▶ Work order 1:
Can you extract the passage of the market-slump article from "The Nifty’s fall" up to and including "crore on Friday.", word for word?
▶ Work order 2:
Answer these from the market-slump article:
(a) In which country was the new Covid-19 variant discovered?
(b) At what level did the Sensex close on Friday?
(c) What was the value of the shares that foreign portfolio investors sold on Friday?

▶ Exercise text:
__________
D-Street feels the strain; indices tumble 3%

Mumbai: India’s stock indices tanked 3% on Friday, tracking the slump in Asian markets as the detection of a new coronavirus strain sparked worry that it will scuttle global economic recovery.

While the likely impact of the new variant isn’t clear, investors are concerned about its spread and the prospect of renewed lockdowns across the globe. Many countries are tightening travel after the discovery of the new Covid-19 variant in South Africa earlier this week. Reports suggested that the new variant could be more transmissible.

The Sensex declined 1,688 points or 2.9% to close at 57,107.15, having briefly slipped below the 57,000 mark during the day. The Nifty also briefly got knocked below the 17,000 mark before ending at 17,014.80, down 521.45 points or 3% from the previous close. Elsewhere in Asia, indices fell 0.6-2.7%. The carnage extended to Europe and the US. Markets in France, the UK and Germany crashed 3.6-4.8% while Dow slumped over 1,000 points in early trade .

The Nifty’s fall below a critical technical support of 17,200 has opened up the probability of the index falling another 2-4%, said analysts.

“The new Covid variant is a source of high concern but we will have to wait for its exact impact. The market was running a little ahead of its fundamentals,” said Nilesh Shah, managing director, Kotak Mahindra Asset Management Co. “It is likely that the market will remain in a correction-to-consolidation mode for some time.”

India’s volatility gauge VIX, which measures market’s perception of risk in the near term, shot up by 25% to 20.80. Foreign portfolio investors (FPIs) offloaded shares worth Rs 5,785.83 crore while domestic institutional investors (DIIs) bought shares worth Rs 2,294.11 crore on Friday.

The loss of over 4% this week pushed the benchmark indices to their worst weekly performance since January. Indices have dropped 8% from their record highs in October with Covid fears accelerating the decline.

ETD-1-27112021ET Bureau

Europe’s biggest economy, Germany, registered the highest daily increase in new Covid cases since the start of the outbreak in the past 24 hours. The death toll in the country crossed 100,000. Other countries such as the Czech Republic, Portugal, Slovakia and Belgium among others have imposed strict restrictions or are in the process of bringing in tougher rules to prevent the spread of the virus.
__________
▶ Record excerpts:
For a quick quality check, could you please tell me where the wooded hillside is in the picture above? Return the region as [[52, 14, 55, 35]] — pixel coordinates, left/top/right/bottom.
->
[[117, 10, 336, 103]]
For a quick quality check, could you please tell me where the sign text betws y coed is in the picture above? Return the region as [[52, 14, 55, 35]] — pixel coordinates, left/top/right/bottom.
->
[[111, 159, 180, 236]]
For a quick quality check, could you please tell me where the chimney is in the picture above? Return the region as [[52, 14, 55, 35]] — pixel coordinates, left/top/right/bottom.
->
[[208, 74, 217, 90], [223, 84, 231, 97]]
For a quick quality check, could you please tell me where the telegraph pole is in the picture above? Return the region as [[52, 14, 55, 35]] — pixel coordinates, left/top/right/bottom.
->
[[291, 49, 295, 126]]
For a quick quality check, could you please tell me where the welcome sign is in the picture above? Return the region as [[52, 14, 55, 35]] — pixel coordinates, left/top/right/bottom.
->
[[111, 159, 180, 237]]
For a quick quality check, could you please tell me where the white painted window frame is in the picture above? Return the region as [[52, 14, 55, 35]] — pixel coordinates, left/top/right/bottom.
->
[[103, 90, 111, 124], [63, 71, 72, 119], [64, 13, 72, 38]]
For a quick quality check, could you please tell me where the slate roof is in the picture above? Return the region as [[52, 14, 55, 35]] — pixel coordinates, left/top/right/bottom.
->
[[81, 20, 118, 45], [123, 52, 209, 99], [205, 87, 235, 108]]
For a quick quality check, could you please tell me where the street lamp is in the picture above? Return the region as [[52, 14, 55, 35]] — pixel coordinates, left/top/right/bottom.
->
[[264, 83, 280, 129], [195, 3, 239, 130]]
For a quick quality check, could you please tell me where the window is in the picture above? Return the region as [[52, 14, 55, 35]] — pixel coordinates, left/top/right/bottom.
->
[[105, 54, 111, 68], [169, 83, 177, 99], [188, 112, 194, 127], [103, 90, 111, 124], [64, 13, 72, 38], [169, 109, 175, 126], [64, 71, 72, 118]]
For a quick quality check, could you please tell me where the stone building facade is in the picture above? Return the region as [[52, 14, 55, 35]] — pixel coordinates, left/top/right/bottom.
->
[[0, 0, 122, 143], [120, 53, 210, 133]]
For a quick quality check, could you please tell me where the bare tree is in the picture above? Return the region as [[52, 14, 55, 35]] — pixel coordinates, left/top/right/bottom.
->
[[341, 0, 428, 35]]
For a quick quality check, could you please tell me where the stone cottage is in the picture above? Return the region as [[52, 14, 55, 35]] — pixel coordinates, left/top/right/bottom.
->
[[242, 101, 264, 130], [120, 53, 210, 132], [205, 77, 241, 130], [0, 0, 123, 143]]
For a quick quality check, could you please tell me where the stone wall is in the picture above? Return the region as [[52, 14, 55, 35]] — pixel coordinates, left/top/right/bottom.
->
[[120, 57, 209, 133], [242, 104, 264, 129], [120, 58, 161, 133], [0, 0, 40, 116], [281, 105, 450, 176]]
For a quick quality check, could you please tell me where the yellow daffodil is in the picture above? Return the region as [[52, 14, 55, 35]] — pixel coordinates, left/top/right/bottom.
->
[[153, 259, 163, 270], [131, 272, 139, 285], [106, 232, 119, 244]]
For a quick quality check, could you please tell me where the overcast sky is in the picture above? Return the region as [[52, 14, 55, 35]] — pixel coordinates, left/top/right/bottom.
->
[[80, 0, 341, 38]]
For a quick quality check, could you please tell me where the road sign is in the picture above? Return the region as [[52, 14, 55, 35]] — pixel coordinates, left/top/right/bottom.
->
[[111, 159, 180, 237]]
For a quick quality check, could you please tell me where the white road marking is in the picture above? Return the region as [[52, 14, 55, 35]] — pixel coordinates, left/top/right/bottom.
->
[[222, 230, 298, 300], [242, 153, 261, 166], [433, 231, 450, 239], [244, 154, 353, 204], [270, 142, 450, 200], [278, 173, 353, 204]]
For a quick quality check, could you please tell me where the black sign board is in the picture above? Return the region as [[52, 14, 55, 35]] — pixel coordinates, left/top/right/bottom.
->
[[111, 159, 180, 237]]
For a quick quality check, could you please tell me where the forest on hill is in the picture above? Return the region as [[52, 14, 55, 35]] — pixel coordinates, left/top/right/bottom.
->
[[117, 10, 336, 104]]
__________
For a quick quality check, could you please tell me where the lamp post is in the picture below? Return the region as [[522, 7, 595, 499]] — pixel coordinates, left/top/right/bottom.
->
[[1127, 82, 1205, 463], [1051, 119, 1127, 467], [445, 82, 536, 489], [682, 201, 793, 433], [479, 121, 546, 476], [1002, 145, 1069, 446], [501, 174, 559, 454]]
__________
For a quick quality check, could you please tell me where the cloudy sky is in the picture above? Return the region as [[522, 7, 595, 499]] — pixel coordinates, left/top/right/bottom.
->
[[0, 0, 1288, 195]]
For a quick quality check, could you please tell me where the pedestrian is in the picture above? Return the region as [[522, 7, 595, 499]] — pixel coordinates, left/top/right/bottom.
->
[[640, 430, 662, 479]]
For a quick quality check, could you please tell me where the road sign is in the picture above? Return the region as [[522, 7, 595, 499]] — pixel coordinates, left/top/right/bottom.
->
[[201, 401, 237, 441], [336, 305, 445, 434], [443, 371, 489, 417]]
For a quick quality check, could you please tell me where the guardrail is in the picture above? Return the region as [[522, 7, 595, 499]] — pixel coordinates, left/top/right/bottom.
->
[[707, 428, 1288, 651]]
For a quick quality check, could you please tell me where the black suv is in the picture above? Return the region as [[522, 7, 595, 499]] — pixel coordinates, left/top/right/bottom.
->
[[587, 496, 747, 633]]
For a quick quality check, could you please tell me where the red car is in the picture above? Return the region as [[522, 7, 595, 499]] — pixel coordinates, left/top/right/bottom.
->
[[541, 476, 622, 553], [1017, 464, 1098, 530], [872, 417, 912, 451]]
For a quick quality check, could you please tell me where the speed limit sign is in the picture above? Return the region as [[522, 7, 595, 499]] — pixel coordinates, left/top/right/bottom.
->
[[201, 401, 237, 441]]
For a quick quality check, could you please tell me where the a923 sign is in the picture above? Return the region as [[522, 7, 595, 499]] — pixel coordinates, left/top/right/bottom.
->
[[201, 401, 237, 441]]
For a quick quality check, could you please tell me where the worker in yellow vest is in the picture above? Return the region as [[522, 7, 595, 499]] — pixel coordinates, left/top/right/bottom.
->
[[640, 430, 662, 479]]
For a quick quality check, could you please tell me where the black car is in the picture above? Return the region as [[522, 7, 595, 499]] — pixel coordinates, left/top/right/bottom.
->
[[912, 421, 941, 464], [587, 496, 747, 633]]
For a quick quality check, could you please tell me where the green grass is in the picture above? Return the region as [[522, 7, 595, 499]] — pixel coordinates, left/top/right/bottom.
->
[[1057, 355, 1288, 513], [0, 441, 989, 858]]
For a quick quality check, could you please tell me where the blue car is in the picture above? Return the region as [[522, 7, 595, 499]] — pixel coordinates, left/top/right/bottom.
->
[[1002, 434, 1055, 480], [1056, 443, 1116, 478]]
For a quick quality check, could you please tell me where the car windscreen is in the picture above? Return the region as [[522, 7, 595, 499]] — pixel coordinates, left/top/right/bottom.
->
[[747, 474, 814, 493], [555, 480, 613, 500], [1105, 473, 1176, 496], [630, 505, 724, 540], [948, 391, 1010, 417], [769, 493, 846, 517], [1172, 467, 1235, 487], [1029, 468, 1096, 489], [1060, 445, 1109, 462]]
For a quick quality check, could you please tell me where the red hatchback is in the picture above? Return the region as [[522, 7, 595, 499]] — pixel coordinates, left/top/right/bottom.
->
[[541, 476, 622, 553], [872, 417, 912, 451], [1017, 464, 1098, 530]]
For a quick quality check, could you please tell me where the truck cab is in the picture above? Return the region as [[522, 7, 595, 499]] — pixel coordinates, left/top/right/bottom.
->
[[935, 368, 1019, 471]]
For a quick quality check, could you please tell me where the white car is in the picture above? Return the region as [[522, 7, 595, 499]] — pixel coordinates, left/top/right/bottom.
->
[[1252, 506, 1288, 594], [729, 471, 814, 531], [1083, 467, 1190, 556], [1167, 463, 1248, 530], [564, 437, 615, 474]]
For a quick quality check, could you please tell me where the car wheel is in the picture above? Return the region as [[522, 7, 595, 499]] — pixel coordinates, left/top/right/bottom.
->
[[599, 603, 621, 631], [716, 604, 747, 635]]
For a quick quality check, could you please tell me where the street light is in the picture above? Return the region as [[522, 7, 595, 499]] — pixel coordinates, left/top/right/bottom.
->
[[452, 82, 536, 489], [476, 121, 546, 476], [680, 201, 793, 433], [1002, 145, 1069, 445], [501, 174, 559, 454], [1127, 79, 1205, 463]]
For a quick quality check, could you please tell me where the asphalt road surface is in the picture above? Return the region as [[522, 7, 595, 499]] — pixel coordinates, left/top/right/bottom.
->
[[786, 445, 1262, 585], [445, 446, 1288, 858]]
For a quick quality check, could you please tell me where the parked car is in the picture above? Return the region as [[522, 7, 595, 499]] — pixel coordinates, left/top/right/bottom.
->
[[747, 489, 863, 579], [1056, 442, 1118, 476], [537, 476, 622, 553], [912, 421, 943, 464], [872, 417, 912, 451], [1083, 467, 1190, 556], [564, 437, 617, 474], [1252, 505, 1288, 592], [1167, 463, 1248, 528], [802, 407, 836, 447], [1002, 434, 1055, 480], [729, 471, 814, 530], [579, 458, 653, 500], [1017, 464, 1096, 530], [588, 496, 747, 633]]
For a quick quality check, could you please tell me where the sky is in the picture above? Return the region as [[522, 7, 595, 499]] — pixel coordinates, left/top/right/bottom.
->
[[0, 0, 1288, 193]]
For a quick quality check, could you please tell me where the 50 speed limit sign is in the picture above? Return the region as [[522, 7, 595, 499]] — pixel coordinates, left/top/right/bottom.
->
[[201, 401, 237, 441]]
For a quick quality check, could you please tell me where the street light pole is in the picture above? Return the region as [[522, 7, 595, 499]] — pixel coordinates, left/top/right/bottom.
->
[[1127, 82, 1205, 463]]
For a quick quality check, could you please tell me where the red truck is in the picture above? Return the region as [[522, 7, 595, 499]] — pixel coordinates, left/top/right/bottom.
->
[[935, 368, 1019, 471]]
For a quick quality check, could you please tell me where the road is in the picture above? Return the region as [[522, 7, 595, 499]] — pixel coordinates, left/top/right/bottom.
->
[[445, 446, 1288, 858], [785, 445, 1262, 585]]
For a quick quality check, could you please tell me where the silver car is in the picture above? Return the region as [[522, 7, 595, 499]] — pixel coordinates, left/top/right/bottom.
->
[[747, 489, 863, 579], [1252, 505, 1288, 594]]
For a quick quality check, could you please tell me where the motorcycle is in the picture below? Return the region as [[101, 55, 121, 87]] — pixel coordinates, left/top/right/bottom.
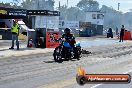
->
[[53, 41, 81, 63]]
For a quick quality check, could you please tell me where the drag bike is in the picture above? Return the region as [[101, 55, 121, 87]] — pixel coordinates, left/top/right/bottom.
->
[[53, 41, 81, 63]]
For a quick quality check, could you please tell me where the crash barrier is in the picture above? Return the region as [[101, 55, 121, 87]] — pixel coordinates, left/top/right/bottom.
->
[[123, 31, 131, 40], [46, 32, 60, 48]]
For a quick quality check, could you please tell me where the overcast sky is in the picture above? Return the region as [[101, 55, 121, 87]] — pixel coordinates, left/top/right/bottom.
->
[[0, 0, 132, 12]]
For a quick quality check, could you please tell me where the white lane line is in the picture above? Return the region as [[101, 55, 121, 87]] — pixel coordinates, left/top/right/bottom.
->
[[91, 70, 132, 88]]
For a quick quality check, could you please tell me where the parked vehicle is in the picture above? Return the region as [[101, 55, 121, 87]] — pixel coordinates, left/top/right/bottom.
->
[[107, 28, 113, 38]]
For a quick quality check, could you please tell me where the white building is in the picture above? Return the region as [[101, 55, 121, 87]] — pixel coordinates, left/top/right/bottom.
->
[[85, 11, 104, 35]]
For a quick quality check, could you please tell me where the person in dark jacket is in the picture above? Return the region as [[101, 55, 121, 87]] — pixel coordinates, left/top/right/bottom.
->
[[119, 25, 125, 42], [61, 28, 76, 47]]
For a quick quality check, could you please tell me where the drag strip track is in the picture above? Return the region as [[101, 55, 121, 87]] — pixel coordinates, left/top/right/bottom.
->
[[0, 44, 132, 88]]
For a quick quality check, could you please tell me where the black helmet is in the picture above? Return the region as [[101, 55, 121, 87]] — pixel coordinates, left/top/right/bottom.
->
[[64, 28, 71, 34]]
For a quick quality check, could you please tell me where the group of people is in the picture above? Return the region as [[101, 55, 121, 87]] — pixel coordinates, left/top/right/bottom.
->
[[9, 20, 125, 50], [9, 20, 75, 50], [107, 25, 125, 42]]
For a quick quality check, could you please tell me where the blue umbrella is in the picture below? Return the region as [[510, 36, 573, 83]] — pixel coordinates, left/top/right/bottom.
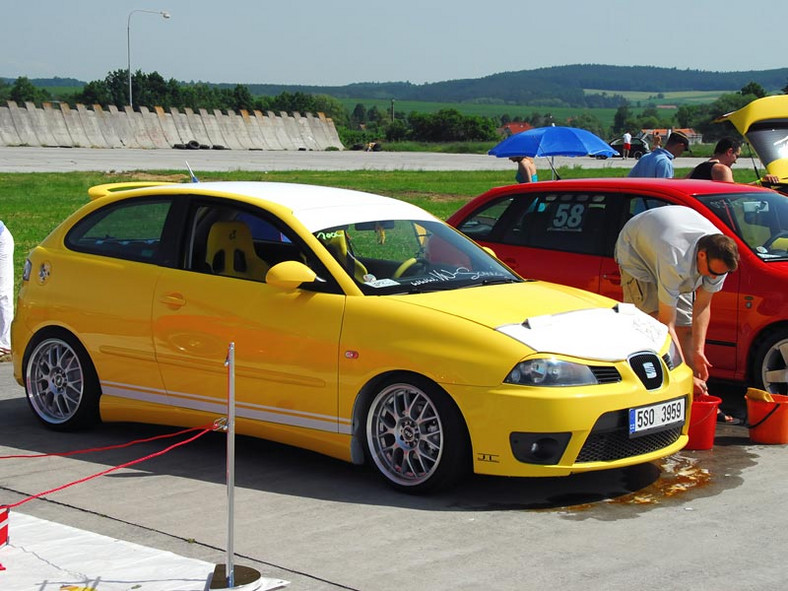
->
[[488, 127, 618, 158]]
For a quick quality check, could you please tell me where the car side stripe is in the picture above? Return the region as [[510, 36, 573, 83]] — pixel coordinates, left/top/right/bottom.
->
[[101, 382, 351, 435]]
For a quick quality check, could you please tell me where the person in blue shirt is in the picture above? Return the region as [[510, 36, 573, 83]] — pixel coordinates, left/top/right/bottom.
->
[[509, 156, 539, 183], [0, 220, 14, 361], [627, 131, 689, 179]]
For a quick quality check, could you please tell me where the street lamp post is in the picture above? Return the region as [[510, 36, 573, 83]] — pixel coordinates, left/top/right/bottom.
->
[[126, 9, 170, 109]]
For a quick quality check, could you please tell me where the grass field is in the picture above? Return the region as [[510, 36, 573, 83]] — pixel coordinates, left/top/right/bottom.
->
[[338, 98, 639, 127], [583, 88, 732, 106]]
__________
▶ Task answer 1:
The Nifty’s fall below a critical technical support of 17,200 has opened up the probability of the index falling another 2-4%, said analysts.

“The new Covid variant is a source of high concern but we will have to wait for its exact impact. The market was running a little ahead of its fundamentals,” said Nilesh Shah, managing director, Kotak Mahindra Asset Management Co. “It is likely that the market will remain in a correction-to-consolidation mode for some time.”

India’s volatility gauge VIX, which measures market’s perception of risk in the near term, shot up by 25% to 20.80. Foreign portfolio investors (FPIs) offloaded shares worth Rs 5,785.83 crore while domestic institutional investors (DIIs) bought shares worth Rs 2,294.11 crore on Friday.

▶ Task answer 2:
(a) South Africa
(b) 57,107.15
(c) Rs 5,785.83 crore